PASSAGE SHOWN:
################

Alternatively, the purview of miRNAs might not be the core establishment of regulatory networks, but in maintaining their robustness. A formative study by Carthew and colleagues reported that loss of Drosophila mir-7 has minor consequences on eye development, which were strongly exacerbated when rearing under temperature fluctuation. A corollary is that genetic interventions might be used to sensitize miRNA mutant backgrounds. A striking illustration of this was the finding by the Abbott lab that 25/31 worm miRNA knockouts yielded phenotypes in combination with alteration of other core regulatory factors.

I am certain that closer study of more miRNA knockouts will unveil more phenotypes in the future, information that can be used to leverage other types of genomic and experimental data. In particular, efforts such as sensitizing the genetic background of miRNA mutants, subjecting them to environmental stresses, and performing forward screening using quantitative readouts, especially in metabolic or behavioral assays, may prove enlightening.

Opposing models: ‘fine-tuning of a target network’ versus ‘key miRNA targets’

A spirited discussion regards whether miRNAs fine-tune large networks of targets, or predominantly repress specific major targets. Both notions are reasonable interpretations of certain data, but problems arise when conflating correlation with causation. The fact that miRNAs subtly alter large target cohorts is the basis of the network model. However, it is an act of faith to assume a phenotype is mediated by modest derepression of a network. It is currently impossible to test this by coordinately manipulating 10s–100s of genes, in a way that mimics their deregulation under miRNA mutant conditions.

################

DATA SUPPLIED:
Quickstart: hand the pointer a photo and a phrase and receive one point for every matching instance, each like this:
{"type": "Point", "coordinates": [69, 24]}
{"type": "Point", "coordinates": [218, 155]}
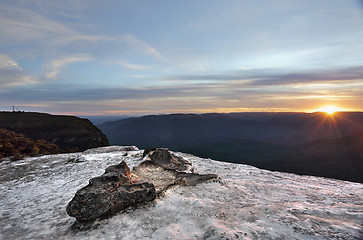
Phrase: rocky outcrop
{"type": "Point", "coordinates": [109, 193]}
{"type": "Point", "coordinates": [120, 188]}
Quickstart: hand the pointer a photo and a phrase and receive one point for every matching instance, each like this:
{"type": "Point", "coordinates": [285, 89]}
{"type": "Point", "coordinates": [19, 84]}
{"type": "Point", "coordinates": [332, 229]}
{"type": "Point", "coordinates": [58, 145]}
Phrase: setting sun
{"type": "Point", "coordinates": [329, 109]}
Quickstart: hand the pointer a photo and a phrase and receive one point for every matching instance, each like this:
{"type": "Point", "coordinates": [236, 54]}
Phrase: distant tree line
{"type": "Point", "coordinates": [17, 146]}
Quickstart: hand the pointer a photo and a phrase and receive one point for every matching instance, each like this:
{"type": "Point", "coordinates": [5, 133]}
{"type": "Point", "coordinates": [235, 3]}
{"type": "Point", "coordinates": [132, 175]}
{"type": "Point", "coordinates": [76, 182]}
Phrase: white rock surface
{"type": "Point", "coordinates": [246, 203]}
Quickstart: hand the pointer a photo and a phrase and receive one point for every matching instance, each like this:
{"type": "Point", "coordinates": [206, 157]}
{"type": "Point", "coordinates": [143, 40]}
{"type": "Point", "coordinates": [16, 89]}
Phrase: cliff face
{"type": "Point", "coordinates": [69, 133]}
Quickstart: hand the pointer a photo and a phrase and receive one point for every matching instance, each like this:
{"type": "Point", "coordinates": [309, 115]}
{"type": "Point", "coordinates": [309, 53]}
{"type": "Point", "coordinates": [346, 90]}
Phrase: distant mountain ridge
{"type": "Point", "coordinates": [69, 133]}
{"type": "Point", "coordinates": [304, 143]}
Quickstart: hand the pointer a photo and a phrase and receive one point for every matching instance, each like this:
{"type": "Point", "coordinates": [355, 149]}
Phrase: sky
{"type": "Point", "coordinates": [120, 57]}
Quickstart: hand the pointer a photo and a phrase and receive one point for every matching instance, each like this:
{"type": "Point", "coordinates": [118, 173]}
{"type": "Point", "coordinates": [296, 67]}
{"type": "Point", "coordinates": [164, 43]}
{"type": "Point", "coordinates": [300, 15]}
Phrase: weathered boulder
{"type": "Point", "coordinates": [119, 188]}
{"type": "Point", "coordinates": [109, 193]}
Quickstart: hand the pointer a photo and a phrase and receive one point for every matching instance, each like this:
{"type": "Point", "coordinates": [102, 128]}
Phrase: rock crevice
{"type": "Point", "coordinates": [120, 188]}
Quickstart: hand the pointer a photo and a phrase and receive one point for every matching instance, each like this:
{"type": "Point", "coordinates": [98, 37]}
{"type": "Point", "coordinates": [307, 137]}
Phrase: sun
{"type": "Point", "coordinates": [329, 109]}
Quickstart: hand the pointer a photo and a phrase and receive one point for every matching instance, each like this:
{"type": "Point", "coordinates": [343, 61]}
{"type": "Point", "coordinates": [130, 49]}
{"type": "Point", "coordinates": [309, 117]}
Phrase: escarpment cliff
{"type": "Point", "coordinates": [69, 133]}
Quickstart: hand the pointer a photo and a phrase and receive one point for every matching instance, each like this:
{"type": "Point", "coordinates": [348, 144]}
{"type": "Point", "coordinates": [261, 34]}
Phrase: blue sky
{"type": "Point", "coordinates": [149, 57]}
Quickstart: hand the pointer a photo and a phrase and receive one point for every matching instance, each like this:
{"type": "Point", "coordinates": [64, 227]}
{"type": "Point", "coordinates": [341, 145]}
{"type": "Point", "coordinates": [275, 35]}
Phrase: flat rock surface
{"type": "Point", "coordinates": [247, 203]}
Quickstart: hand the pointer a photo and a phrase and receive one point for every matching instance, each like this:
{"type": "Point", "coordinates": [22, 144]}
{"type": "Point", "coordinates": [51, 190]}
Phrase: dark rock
{"type": "Point", "coordinates": [69, 133]}
{"type": "Point", "coordinates": [108, 194]}
{"type": "Point", "coordinates": [119, 188]}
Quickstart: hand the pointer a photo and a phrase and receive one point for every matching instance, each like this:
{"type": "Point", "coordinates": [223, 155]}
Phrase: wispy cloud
{"type": "Point", "coordinates": [7, 63]}
{"type": "Point", "coordinates": [133, 66]}
{"type": "Point", "coordinates": [55, 66]}
{"type": "Point", "coordinates": [140, 46]}
{"type": "Point", "coordinates": [29, 26]}
{"type": "Point", "coordinates": [265, 77]}
{"type": "Point", "coordinates": [11, 74]}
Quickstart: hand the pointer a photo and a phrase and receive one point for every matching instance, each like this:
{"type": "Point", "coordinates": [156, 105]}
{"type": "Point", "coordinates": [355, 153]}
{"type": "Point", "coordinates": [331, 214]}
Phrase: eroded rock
{"type": "Point", "coordinates": [120, 188]}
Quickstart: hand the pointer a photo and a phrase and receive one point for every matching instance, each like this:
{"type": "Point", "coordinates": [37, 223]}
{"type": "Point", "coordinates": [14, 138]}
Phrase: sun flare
{"type": "Point", "coordinates": [329, 109]}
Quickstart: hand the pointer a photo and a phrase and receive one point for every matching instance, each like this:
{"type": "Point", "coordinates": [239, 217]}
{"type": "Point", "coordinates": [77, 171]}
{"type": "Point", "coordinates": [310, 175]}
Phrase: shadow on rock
{"type": "Point", "coordinates": [120, 188]}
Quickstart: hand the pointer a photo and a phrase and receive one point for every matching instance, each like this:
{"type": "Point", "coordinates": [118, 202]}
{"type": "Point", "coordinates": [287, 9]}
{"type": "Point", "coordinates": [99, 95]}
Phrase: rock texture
{"type": "Point", "coordinates": [108, 194]}
{"type": "Point", "coordinates": [120, 188]}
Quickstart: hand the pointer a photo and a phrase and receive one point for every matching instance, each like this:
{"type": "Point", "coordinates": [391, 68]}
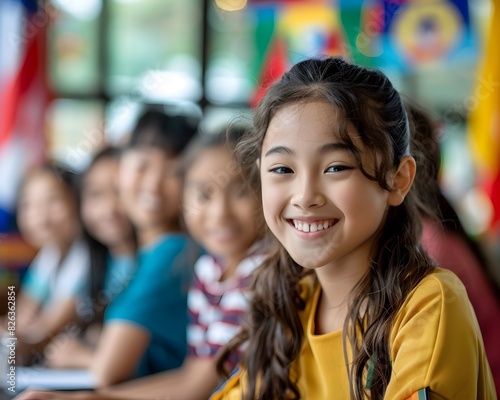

################

STUDY QUESTIONS:
(a) How would you restate the paragraph of the miRNA passage that begins "Alternatively, the purview of miRNAs" as a short bulleted list that keeps its main facts?
(b) Do these statements agree with the miRNA passage? Answer yes or no for each, quoting the deciding words. (i) The Abbott lab found phenotypes in 25 of 31 worm miRNA knockouts when combined with alteration of other core regulatory factors. (ii) It is currently possible to coordinately manipulate 10s–100s of genes to mimic their deregulation in miRNA mutants. (iii) Temperature fluctuation lessened the eye development consequences of losing Drosophila mir-7.

TASK SOLUTIONS:
(a)
- miRNAs may serve mainly to keep regulatory networks robust rather than to establish them.
- Carthew and colleagues found that losing Drosophila mir-7 has minor effects on eye development. These effects became much stronger under fluctuating rearing temperatures.
- It follows that genetic interventions could sensitize miRNA mutant backgrounds.
- The Abbott lab showed this: 25 of 31 worm miRNA knockouts produced phenotypes when combined with changes to other core regulatory factors.

(b)
(i) Yes: "25/31 worm miRNA knockouts yielded phenotypes in combination with alteration of other core regulatory factors"
(ii) No: "It is currently impossible to test this by coordinately manipulating 10s–100s of genes"
(iii) No: "which were strongly exacerbated when rearing under temperature fluctuation"